┌─ Textauszug

Süddeutsche Zeitung

Amtsgericht Ebersberg:Ein einziger Widerspruch

In einem kuriosen Prozess sind sich die Beteiligten auffällig uneinig

Von Antonia Voelzke, Ebersberg

Rechtssprechung ist keine einfache Angelegenheit, denn oft passen die Aussagen der Angeklagten und die der geschädigten Personen nicht so ganz zusammen. Noch schwieriger wird es allerdings, wenn sich selbst die Geschädigten über die Geschehnisse eines Vorfalls nicht einig sind. Dies zeigt ein Prozess am Ebersberger Amtsgericht, bei dem es ursprünglich um eine Erpressung gehen sollte.

Ein 28-jähriger Anlagenmechaniker und ein 34-jähriger Forstwirt müssen sich neben Erpressung auch wegen Beleidigung, Sachbeschädigung und Hausfriedensbruch rechtfertigen. Nach Ende eines Volksfestabends mit mehreren Mass Bier sollen die beiden Männer spontan auf die Idee gekommen sein, die Schulden eines Bekannten in Höhe von 200 Euro einzutreiben. Dazu seien sie zur Wohnung der Schwester des Bekannten gefahren, um zu schauen, ob dieser sich dort aufhalte. Das Problem: Der Schuldner war nicht da. Die 31-jährige Schwester saß mit zwei Freunden im Wohnzimmer, als es zunächst klingelte. Nachdem die Wohnungshalterin zur späten Stunde keine Lust hatte an die Tür zu gehen, trat der 28-Jährige diese ein. Sobald die beiden angetrunkenen Männer im Wohnungsflur standen, soll einer der beiden "Jetzt ist Zahltag" gerufen haben. Die zwei Freunde der Frau stürmten in den Flur und versuchten die offensichtlich alkoholisierten Männer wieder aus der Wohnung zu drängen. Dabei soll es zu einer Rangelei gekommen sein. Nachdem die Angeklagten wieder gegangen waren, hatte die Frau die Polizei gerufen.

└─
┌─ Daten

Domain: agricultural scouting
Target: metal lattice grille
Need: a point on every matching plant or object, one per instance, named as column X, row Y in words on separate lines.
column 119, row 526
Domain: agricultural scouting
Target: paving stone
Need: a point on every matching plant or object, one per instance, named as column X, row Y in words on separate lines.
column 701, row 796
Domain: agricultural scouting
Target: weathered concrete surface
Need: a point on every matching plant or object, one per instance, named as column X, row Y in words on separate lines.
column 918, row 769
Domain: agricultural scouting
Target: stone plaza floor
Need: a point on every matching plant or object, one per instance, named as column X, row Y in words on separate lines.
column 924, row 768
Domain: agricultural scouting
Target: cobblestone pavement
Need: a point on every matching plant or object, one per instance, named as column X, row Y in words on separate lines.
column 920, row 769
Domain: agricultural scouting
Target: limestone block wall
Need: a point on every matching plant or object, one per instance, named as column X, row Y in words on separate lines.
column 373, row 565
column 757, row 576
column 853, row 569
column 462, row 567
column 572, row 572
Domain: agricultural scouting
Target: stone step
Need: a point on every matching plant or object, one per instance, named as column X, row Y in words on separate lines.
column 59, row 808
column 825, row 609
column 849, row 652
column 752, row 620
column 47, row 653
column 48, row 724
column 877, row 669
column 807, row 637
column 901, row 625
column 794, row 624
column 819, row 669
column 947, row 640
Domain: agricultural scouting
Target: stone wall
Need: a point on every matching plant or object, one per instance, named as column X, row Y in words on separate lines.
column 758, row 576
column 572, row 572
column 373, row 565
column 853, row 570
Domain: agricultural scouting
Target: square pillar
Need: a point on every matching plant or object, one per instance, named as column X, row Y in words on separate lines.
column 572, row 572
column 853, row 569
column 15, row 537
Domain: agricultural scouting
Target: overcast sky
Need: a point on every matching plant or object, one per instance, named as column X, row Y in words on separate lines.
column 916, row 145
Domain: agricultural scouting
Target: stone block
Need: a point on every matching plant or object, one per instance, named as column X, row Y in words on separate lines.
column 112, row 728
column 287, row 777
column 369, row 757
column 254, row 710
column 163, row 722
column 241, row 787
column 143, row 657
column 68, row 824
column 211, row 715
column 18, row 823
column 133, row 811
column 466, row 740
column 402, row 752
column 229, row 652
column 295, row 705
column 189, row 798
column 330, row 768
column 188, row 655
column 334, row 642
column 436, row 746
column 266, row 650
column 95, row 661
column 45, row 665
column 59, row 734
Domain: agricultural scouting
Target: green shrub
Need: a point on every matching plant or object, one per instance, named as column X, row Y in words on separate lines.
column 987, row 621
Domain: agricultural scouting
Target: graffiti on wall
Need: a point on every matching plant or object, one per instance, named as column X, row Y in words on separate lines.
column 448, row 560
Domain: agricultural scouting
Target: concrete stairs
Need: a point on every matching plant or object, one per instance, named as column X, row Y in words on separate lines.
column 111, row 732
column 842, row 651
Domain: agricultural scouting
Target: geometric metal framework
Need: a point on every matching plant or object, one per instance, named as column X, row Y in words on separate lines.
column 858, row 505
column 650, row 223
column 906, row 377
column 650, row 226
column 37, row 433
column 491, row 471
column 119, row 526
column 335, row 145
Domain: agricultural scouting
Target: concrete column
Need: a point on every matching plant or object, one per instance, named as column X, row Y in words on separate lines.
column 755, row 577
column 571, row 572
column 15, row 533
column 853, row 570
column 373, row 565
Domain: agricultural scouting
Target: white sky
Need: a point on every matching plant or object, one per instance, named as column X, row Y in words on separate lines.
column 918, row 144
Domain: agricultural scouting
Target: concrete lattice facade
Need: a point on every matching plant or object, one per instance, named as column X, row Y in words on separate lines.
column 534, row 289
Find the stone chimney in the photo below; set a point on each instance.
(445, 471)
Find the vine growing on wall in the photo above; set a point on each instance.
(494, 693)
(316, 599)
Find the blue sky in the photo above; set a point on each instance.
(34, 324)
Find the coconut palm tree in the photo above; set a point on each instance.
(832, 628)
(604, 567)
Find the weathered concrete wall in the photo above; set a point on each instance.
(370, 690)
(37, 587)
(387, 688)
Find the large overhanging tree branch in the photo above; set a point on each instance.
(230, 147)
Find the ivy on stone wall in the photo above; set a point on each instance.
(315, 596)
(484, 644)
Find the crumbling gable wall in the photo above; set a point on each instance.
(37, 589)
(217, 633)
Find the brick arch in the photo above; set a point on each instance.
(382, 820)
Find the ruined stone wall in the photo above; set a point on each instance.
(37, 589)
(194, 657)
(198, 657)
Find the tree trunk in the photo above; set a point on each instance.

└─

■ Aufgaben
1. Entscheide für jede der folgenden Aussagen, ob sie mit dem Gerichtsbericht übereinstimmt, und beantworte sie mit Ja oder Nein sowie den entscheidenden Worten des Berichts als wörtlichem Zitat. (a) Die beiden Männer wollten Schulden in Höhe von 200 Euro eintreiben. (b) Der Schuldner hielt sich in der Wohnung seiner Schwester auf. (c) Der 34-Jährige trat die Wohnungstür ein.
2. Schreibe den Gerichtsbericht über den Prozess am Ebersberger Amtsgericht im Anschluss an seinen letzten Satz weiter.

■ Antworten in Reihenfolge
1.
(a) Ja: „die Schulden eines Bekannten in Höhe von 200 Euro einzutreiben“
(b) Nein: „Der Schuldner war nicht da.“
(c) Nein: „trat der 28-Jährige diese ein“

2.
Die beiden Männer hätten ihre Freunde beschimpft und angegriffen, so die Aussage der 31-Jährigen. "Eigentlich stand er nur hinten in der Haustür und war ganz ruhig", sagt hingegen der zweite Zeuge über den Älteren der beiden Angeklagten. Der 28-Jährige sei definitiv der Haupttäter gewesen und habe seinen Freund beschimpft. Der dritte Zeuge sagt daraufhin, dass der 28-Jährige schon gar nicht mehr reden konnte, weil er so betrunken gewesen sei. Trotzdem habe der Anlagenmechaniker ihn gewürgt und versucht mit der Faust zu treffen. Der Einzige, der von der Rangelei ein blaues Auge davongetragen hatte, war jedoch der Anlagenmechaniker selbst. Unklar ist auch, von wem die beiden Männer das Geld wollten und ob sie das überhaupt lautstark mitgeteilt hätten. Während sich die Wohnungshalterin sicher ist, dass die Männer das Geld von ihr haben wollten, sagt ihr Freund, dass die Männer nur nach dem Bruder gesucht hätten. Der Dritte vermutet, dass nur der 28-Jährige Geldschulden eintreiben wollte. Was wer genau beim Eindringen in die Wohnung gerufen hat, scheint im Verlauf des Prozesses nicht mehr so ganz klar zu sein. Ob die Männer überhaupt etwas kommuniziert hätten, da ist sich der zweite Zeuge nun doch nicht mehr sicher. Auch die Aussagen der 31-jährigen Geschädigten zum genauen Wortlaut des Rufes beim Einbruch in die Wohnung stimmen nicht mit ihrer Aussage im Polizeibericht überein. Dort sollen die Männer nämlich nicht "Jetzt ist Zahltag" gerufen haben, sondern "Jetzt ist Abrechnung".

Als es schließlich um die Dauer und den genauen Ort des Vorfalls geht, wirkt es, als habe fast jede beteiligte Person etwas anderes erlebt: Die beiden Angeklagten seien laut Aussage nicht gleichzeitig in die Wohnung eingedrungen. Der 34-Jährige sei erst später hinzugekommen, um dem 28-Jährigen zu helfen. Zudem habe der Vorfall nur wenige Augenblicke gedauert, beteuern die Angeklagten.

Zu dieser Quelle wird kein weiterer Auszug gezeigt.